Exercise
State how many lines of the data below contain the string "column". Reply with the number alone.

[Stored dataset items]
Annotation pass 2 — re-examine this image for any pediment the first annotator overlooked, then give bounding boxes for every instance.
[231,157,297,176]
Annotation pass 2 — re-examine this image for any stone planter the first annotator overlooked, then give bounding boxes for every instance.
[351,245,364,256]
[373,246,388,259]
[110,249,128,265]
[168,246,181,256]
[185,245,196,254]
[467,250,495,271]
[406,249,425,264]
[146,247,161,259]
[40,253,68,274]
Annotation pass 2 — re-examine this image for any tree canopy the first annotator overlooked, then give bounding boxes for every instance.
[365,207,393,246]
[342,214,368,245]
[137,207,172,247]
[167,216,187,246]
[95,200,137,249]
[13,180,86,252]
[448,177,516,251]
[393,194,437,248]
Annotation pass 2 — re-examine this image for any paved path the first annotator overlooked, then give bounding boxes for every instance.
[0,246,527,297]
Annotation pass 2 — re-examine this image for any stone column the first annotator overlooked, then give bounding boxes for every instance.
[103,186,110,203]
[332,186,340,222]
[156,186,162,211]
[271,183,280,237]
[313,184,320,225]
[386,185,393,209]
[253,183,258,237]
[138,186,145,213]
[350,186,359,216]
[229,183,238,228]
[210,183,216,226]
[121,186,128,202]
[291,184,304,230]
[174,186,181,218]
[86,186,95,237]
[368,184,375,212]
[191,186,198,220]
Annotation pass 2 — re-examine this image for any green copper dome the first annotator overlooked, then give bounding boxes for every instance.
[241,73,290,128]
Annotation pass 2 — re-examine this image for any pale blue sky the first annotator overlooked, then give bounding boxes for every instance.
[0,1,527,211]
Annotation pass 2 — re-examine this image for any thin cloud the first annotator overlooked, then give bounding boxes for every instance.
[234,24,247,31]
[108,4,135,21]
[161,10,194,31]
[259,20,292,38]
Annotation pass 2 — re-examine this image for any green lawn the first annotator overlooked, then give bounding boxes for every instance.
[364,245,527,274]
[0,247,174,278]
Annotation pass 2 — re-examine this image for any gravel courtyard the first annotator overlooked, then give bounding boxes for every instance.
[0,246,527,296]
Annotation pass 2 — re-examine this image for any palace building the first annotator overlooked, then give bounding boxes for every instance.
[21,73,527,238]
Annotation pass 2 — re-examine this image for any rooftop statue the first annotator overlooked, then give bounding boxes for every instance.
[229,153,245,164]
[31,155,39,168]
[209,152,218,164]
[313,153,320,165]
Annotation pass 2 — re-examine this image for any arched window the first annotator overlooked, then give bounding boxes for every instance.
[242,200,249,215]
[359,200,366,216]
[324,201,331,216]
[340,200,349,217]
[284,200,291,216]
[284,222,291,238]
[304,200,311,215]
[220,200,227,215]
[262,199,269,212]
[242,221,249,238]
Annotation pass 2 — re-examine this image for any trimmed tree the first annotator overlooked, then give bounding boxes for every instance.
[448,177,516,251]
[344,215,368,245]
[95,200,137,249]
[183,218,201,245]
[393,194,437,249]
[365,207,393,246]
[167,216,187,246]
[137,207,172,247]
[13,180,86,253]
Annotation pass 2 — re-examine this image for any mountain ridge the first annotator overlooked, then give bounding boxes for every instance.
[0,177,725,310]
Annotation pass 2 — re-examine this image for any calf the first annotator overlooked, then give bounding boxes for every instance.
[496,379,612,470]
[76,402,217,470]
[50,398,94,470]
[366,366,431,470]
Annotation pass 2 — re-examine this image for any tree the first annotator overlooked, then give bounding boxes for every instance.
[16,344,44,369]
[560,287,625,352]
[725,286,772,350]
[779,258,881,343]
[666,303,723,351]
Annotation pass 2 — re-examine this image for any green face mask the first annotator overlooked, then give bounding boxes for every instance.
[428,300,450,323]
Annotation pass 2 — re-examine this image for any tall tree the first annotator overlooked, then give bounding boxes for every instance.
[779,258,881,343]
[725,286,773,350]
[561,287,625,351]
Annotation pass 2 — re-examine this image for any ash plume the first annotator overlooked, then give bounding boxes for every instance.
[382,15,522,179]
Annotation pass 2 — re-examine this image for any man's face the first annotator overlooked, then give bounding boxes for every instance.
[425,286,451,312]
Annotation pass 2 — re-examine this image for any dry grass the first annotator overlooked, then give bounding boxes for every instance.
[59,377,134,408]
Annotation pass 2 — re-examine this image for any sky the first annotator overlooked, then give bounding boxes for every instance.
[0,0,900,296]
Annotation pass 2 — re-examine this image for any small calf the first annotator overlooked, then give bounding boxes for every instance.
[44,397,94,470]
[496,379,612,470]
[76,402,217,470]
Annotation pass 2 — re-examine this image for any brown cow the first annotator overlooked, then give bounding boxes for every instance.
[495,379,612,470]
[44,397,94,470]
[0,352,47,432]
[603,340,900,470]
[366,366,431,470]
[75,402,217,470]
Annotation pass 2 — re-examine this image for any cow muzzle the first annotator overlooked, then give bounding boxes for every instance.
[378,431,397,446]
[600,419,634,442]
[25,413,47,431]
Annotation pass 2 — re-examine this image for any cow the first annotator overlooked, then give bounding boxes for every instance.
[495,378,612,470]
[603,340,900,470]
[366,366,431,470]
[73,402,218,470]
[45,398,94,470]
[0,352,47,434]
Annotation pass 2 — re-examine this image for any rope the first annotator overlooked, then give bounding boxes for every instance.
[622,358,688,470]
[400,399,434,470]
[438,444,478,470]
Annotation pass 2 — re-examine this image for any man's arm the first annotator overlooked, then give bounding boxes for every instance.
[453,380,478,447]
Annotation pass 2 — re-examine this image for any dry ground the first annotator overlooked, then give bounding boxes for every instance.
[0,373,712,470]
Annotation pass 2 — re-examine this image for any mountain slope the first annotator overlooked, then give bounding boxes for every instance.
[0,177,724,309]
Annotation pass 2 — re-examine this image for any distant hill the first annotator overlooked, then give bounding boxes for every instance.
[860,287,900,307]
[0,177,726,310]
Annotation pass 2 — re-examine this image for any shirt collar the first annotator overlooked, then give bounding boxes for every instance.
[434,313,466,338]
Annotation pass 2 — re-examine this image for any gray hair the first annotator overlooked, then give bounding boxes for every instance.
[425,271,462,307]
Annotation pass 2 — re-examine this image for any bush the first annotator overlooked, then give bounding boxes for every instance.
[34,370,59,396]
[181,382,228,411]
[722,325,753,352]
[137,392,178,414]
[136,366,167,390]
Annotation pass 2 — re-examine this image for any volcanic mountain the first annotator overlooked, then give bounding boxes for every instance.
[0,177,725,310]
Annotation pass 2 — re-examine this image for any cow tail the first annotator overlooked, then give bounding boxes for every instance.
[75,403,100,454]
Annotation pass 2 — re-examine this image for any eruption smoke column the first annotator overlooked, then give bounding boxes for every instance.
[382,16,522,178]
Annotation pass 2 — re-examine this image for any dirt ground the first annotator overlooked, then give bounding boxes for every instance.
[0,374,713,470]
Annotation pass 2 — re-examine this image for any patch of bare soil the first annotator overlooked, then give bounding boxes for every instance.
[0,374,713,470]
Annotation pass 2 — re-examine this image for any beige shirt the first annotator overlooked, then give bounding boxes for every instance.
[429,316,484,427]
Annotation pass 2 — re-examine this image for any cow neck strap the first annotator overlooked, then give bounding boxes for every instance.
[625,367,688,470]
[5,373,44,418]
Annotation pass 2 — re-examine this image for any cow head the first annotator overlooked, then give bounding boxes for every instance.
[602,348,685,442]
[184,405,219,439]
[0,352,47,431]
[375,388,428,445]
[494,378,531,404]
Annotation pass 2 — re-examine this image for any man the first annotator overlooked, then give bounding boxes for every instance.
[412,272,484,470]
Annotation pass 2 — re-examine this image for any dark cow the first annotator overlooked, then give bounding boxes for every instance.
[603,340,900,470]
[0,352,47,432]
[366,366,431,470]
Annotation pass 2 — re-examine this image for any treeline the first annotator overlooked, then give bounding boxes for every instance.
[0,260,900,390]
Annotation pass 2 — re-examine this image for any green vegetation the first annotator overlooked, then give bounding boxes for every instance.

Result for this exercise
2